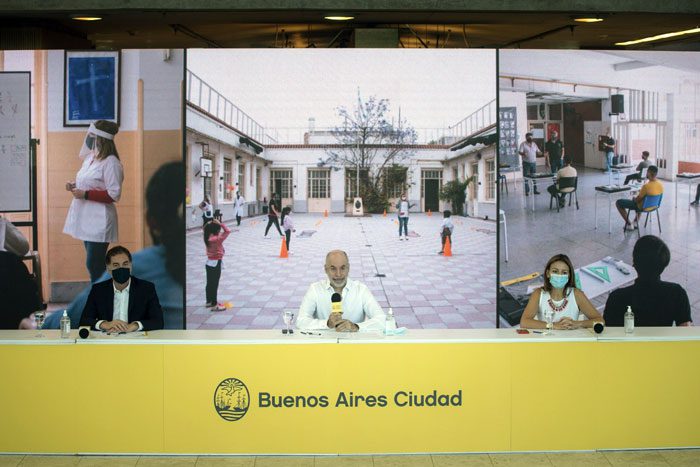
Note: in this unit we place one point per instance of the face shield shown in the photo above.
(90, 141)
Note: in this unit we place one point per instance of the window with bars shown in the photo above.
(491, 179)
(319, 185)
(351, 181)
(281, 182)
(241, 175)
(228, 180)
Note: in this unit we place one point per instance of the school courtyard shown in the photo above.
(425, 290)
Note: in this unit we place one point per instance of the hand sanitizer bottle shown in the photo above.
(65, 325)
(390, 324)
(629, 321)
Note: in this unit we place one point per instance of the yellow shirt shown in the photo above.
(651, 188)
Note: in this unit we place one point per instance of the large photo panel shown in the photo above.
(386, 155)
(106, 155)
(599, 162)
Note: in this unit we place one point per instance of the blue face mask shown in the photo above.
(558, 281)
(121, 275)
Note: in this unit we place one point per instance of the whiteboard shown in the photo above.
(15, 161)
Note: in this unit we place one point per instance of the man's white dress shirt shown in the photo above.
(121, 306)
(359, 306)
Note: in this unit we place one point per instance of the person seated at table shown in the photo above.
(123, 303)
(652, 188)
(360, 311)
(644, 164)
(566, 171)
(654, 302)
(163, 263)
(560, 298)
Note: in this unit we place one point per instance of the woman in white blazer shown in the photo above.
(92, 216)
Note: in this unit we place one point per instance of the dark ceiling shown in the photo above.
(307, 28)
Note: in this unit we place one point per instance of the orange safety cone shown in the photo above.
(448, 247)
(283, 250)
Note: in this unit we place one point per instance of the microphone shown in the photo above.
(336, 303)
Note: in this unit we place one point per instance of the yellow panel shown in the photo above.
(481, 423)
(648, 395)
(554, 396)
(37, 398)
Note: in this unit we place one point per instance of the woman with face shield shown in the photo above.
(558, 303)
(92, 216)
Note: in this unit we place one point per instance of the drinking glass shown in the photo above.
(39, 318)
(288, 318)
(549, 317)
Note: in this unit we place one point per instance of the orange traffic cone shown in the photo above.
(283, 250)
(448, 247)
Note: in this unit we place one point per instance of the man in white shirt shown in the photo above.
(566, 171)
(11, 239)
(359, 312)
(529, 151)
(123, 303)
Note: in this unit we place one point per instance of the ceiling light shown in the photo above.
(339, 18)
(588, 19)
(660, 37)
(86, 18)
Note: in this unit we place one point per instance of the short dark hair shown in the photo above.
(114, 251)
(571, 283)
(650, 256)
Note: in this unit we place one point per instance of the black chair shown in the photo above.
(565, 182)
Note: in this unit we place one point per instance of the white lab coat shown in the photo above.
(238, 204)
(93, 221)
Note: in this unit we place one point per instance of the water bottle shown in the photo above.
(390, 324)
(629, 321)
(65, 325)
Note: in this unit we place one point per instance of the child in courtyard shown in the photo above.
(446, 229)
(287, 224)
(214, 235)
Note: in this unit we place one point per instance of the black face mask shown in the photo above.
(121, 275)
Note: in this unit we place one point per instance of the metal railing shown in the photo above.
(202, 95)
(478, 120)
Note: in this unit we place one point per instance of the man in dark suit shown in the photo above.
(124, 303)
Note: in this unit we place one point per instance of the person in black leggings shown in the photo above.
(273, 216)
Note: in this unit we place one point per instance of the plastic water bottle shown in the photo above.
(390, 324)
(629, 321)
(65, 325)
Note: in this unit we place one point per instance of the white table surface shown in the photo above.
(412, 336)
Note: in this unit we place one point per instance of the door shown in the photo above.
(432, 190)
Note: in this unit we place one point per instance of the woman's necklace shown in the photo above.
(558, 308)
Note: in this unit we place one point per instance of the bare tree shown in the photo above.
(367, 140)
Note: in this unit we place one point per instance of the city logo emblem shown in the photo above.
(231, 399)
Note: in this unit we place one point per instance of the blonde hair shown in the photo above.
(107, 146)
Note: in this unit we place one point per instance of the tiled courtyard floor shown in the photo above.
(424, 289)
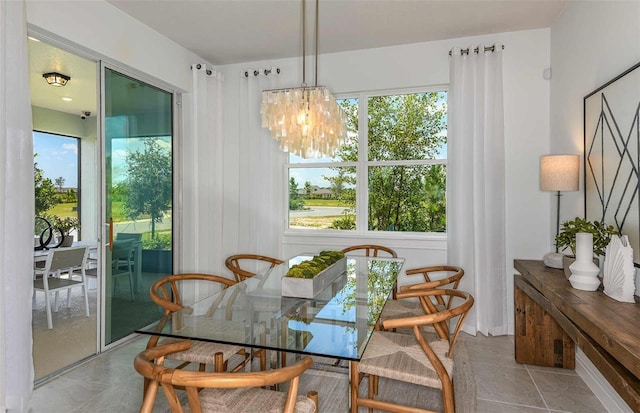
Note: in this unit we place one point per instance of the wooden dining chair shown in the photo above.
(419, 359)
(372, 250)
(244, 266)
(122, 264)
(222, 392)
(438, 276)
(56, 276)
(167, 294)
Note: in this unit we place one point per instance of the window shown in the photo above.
(56, 175)
(396, 146)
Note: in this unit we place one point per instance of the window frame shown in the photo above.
(362, 170)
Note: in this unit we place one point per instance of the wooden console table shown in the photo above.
(550, 316)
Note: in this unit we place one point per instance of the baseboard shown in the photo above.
(599, 385)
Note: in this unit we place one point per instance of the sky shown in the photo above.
(57, 157)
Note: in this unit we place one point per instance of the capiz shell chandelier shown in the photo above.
(307, 121)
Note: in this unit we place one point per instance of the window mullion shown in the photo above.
(362, 192)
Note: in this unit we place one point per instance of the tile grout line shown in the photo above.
(537, 388)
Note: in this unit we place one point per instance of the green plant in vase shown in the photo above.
(566, 238)
(65, 225)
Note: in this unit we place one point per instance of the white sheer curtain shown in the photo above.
(261, 173)
(16, 211)
(476, 185)
(203, 174)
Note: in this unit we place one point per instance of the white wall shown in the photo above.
(526, 96)
(591, 43)
(103, 29)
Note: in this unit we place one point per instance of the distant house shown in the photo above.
(316, 192)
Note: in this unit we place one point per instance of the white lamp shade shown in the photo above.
(560, 172)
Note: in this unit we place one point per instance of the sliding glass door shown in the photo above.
(138, 149)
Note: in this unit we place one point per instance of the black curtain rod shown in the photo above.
(476, 50)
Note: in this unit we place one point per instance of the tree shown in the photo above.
(400, 127)
(308, 188)
(45, 191)
(60, 183)
(148, 184)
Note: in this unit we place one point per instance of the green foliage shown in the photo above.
(149, 182)
(602, 233)
(401, 198)
(68, 197)
(64, 224)
(60, 183)
(347, 222)
(312, 267)
(295, 202)
(45, 191)
(160, 242)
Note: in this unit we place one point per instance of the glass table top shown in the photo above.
(336, 323)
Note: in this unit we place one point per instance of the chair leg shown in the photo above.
(355, 385)
(86, 297)
(47, 303)
(55, 302)
(219, 362)
(313, 395)
(448, 401)
(131, 284)
(371, 388)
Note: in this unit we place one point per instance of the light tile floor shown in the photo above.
(108, 383)
(503, 385)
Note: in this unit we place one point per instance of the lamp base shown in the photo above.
(553, 260)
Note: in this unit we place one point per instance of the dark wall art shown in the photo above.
(612, 155)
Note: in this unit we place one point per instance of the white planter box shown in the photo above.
(310, 287)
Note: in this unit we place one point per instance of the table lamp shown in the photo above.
(558, 173)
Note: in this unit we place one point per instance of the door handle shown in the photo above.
(110, 233)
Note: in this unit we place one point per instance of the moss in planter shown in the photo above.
(312, 267)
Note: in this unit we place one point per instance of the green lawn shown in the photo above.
(64, 210)
(67, 210)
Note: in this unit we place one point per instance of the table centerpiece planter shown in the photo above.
(310, 277)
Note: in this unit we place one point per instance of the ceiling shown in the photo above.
(235, 31)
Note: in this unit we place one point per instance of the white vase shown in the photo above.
(584, 273)
(619, 272)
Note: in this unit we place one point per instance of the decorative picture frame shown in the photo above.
(612, 155)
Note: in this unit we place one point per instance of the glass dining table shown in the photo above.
(336, 323)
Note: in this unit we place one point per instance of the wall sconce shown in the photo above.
(56, 79)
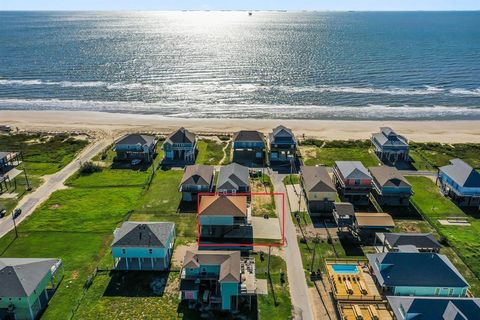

* * * * *

Convert every line of the records above into a numbered list, skipping blank lines and omitting the pictures.

1. Note: in this unit we place one point per instance of the face shield shown in the photo above.
2. (90, 141)
3. Note: in this unit we place one point per instance of the window with bars shown in the photo above.
4. (491, 179)
5. (319, 185)
6. (351, 181)
7. (281, 182)
8. (241, 175)
9. (228, 180)
10. Note: in this unit we place one point per instance of the school courtyard shown in the photo above.
11. (425, 290)
12. Note: in this unit we place one point per instance of the hand sanitizer bottle shown in the photo above.
13. (65, 325)
14. (390, 324)
15. (629, 321)
16. Note: in this unit we place one point per instance of the yellow shirt shown in the photo above.
17. (651, 188)
18. Note: in this unit we place one point per instance of the large photo panel shown in the photo above.
19. (386, 155)
20. (106, 155)
21. (599, 162)
22. Note: in this unit we place one point per instance of the blue face mask shown in the photo above.
23. (558, 281)
24. (121, 275)
25. Note: in this unit we place one point per instance of the whiteboard shown in the photo above.
26. (15, 161)
27. Note: in this unit we place one point per instance of the man's white dress shirt shown in the photo above.
28. (121, 306)
29. (359, 306)
30. Note: in this unit we place one point per instance of the person seated at table shown in the photo above.
31. (123, 303)
32. (652, 188)
33. (360, 311)
34. (644, 164)
35. (566, 171)
36. (654, 302)
37. (163, 263)
38. (560, 298)
39. Note: in this unit we place one point per instance of the woman in white blazer shown in the photo above.
40. (92, 216)
41. Note: in this unit we place one point per instance of the dark ceiling shown in the photo above.
42. (307, 28)
43. Note: in this unit we place one point per instance of the orange safety cone shown in the photo above.
44. (448, 247)
45. (283, 250)
46. Note: in this unit we place one point per instance of the microphone shown in the photo above.
47. (336, 303)
48. Note: in this unit we place one point per instance of the yellow panel shown in the photo above.
49. (481, 423)
50. (648, 395)
51. (554, 396)
52. (37, 398)
53. Note: in this unit we place one point per instance of the woman with face shield shown in the photo above.
54. (558, 303)
55. (92, 216)
56. Note: in this unit we place one point per instance of the drinking glass shown in the photo above.
57. (39, 318)
58. (288, 318)
59. (549, 317)
60. Note: in this unit we place one point per instance of the orange traffic cone shown in the photo above.
61. (283, 250)
62. (448, 247)
63. Note: in this unit we place one point per instance of the man in white shirt shown in the photo above.
64. (566, 171)
65. (11, 239)
66. (359, 312)
67. (529, 151)
68. (123, 303)
69. Note: in this unit we place one point per instance of the ceiling light shown in the photo above.
70. (339, 18)
71. (588, 19)
72. (660, 37)
73. (86, 18)
74. Note: in this unit we place one point per instance of the short dark hair shown in the photo above.
75. (114, 251)
76. (571, 283)
77. (650, 256)
78. Note: in this unit we place one point per instance of the black chair shown in the photo above.
79. (565, 182)
80. Note: in this unit we place one point per instance of the white lab coat shown in the photo above.
81. (238, 204)
82. (93, 221)
83. Note: in this unit we place one point per instance of the water bottle shown in the photo above.
84. (390, 324)
85. (629, 321)
86. (65, 325)
87. Note: in this unit we place one point per instance of the child in courtyard shown in the photo above.
88. (446, 229)
89. (287, 224)
90. (214, 235)
91. Note: in this unit we place one point per instance of the black face mask shown in the photo above.
92. (121, 275)
93. Note: in this unit we place one point per instance of the metal railing shown in the photo above.
94. (202, 95)
95. (478, 120)
96. Note: in this unit we place one point per instance of the man in dark suit shown in the photo above.
97. (124, 303)
98. Note: in this unit we place one point per instance of the person in black leggings shown in the photo above.
99. (273, 216)
100. Note: in this unit we place one point per instance of the plastic water bottle shown in the photo above.
101. (390, 324)
102. (629, 321)
103. (65, 325)
104. Note: in this unit we place one point per instance of the white table surface shown in the photo above.
105. (412, 336)
106. Note: in this unit we place one point per instance of the door shown in the photo above.
107. (432, 190)
108. Note: in this unit we place one point per instance of the woman's necklace shown in the photo above.
109. (558, 308)
110. Note: in this unit we place one point per instance of the bare tree shown in the photo above.
111. (367, 140)
112. Note: in this unit we place one point per instance of the city logo emblem shown in the photo above.
113. (231, 399)
114. Note: in this unit we place one point per instance of the blonde hair shown in the photo above.
115. (107, 146)
116. Note: in this unit we place one point per instance of the tiled courtyard floor shown in the photo above.
117. (424, 289)
118. Note: in this unit we place one point per instance of the wooden dining chair shown in the photo above.
119. (419, 359)
120. (372, 250)
121. (244, 266)
122. (122, 264)
123. (222, 392)
124. (438, 276)
125. (56, 276)
126. (167, 294)
127. Note: in this unit we place one point per instance of the window shown in the photo above.
128. (56, 175)
129. (396, 146)
130. Note: in this unit we place one point per instance of the window frame shown in the photo above.
131. (362, 170)
132. Note: in this unit we place one point per instance of the wooden console table shown in the photo above.
133. (550, 316)
134. Note: in this unit we place one point per instance of the baseboard shown in the photo above.
135. (599, 385)
136. Note: in this unit we place one point per instance of the sky shown in the photo above.
137. (57, 157)
138. Note: in this unit we place one point per instance of the capiz shell chandelier shown in the photo above.
139. (307, 121)
140. Note: in this unit we place one point per instance of the window mullion shown in the photo above.
141. (362, 192)
142. Note: in this unit we place one point per instance of the tile grout line shown in the photo above.
143. (537, 388)
144. Note: in this unit we place one point per instance of the green plant in vase shown in the photo above.
145. (566, 238)
146. (65, 225)
147. Note: in this unit we place one point per instance of the white sheer curtain shown in the photo above.
148. (261, 173)
149. (16, 211)
150. (476, 185)
151. (203, 174)
152. Note: in this unit we place one point per instance of the white wall shown in the photo above.
153. (526, 96)
154. (591, 43)
155. (103, 29)
156. Note: in this unit we place one point per instance of the distant house shown in the photo above.
157. (316, 192)
158. Note: in this unit we place one point per instance of the white lamp shade shown in the photo above.
159. (560, 172)
160. Note: in this unit we place one point per instance of the sliding glass door shown in the photo above.
161. (138, 149)
162. Note: in this unit we place one point per instance of the black curtain rod shown in the photo above.
163. (476, 50)
164. Note: in this unit we place one point per instance of the tree shown in the photo above.
165. (400, 127)
166. (308, 188)
167. (45, 191)
168. (60, 183)
169. (148, 184)
170. Note: in this unit we place one point per instance of the green foliage shown in the photo above.
171. (149, 182)
172. (602, 233)
173. (401, 198)
174. (68, 197)
175. (64, 224)
176. (60, 183)
177. (347, 222)
178. (312, 267)
179. (295, 202)
180. (45, 191)
181. (160, 242)
182. Note: in this unit we place one point per instance of the glass table top shown in the photo above.
183. (336, 323)
184. Note: in this unit we place one point per instance of the chair leg shown in the photo above.
185. (355, 385)
186. (86, 297)
187. (47, 303)
188. (55, 302)
189. (219, 362)
190. (313, 395)
191. (448, 401)
192. (131, 284)
193. (371, 388)
194. Note: in this unit we place one point per instance of the light tile floor shown in the photo above.
195. (108, 383)
196. (503, 385)
197. Note: in this unit we place one point per instance of the lamp base shown in the photo above.
198. (553, 260)
199. Note: in this unit we place one point per instance of the dark wall art shown in the photo above.
200. (612, 155)
201. Note: in this unit we place one point per instance of the white planter box shown in the photo above.
202. (310, 287)
203. Note: in this unit we place one point per instance of the table lamp shown in the photo above.
204. (558, 173)
205. Note: in this unit we place one point per instance of the door handle shown in the photo above.
206. (110, 233)
207. Note: in this unit we place one point per instance of the moss in planter shown in the photo above.
208. (312, 267)
209. Note: in this unit we place one point per instance of the green lawn shown in the photo above.
210. (64, 210)
211. (67, 210)
212. Note: in this unit we place one point per instance of the table centerpiece planter shown in the photo above.
213. (310, 277)
214. Note: in this unit we place one point per instance of the ceiling shown in the photo above.
215. (235, 31)
216. Note: in this unit we place one point per instance of the white vase shown in the photo above.
217. (584, 273)
218. (619, 272)
219. Note: in this unit we place one point per instance of the decorative picture frame shown in the photo above.
220. (612, 155)
221. Note: in this unit we place one point per instance of the glass dining table shown in the photo above.
222. (336, 323)
223. Note: in this unit we place one point per instance of the wall sconce shown in the photo above.
224. (56, 79)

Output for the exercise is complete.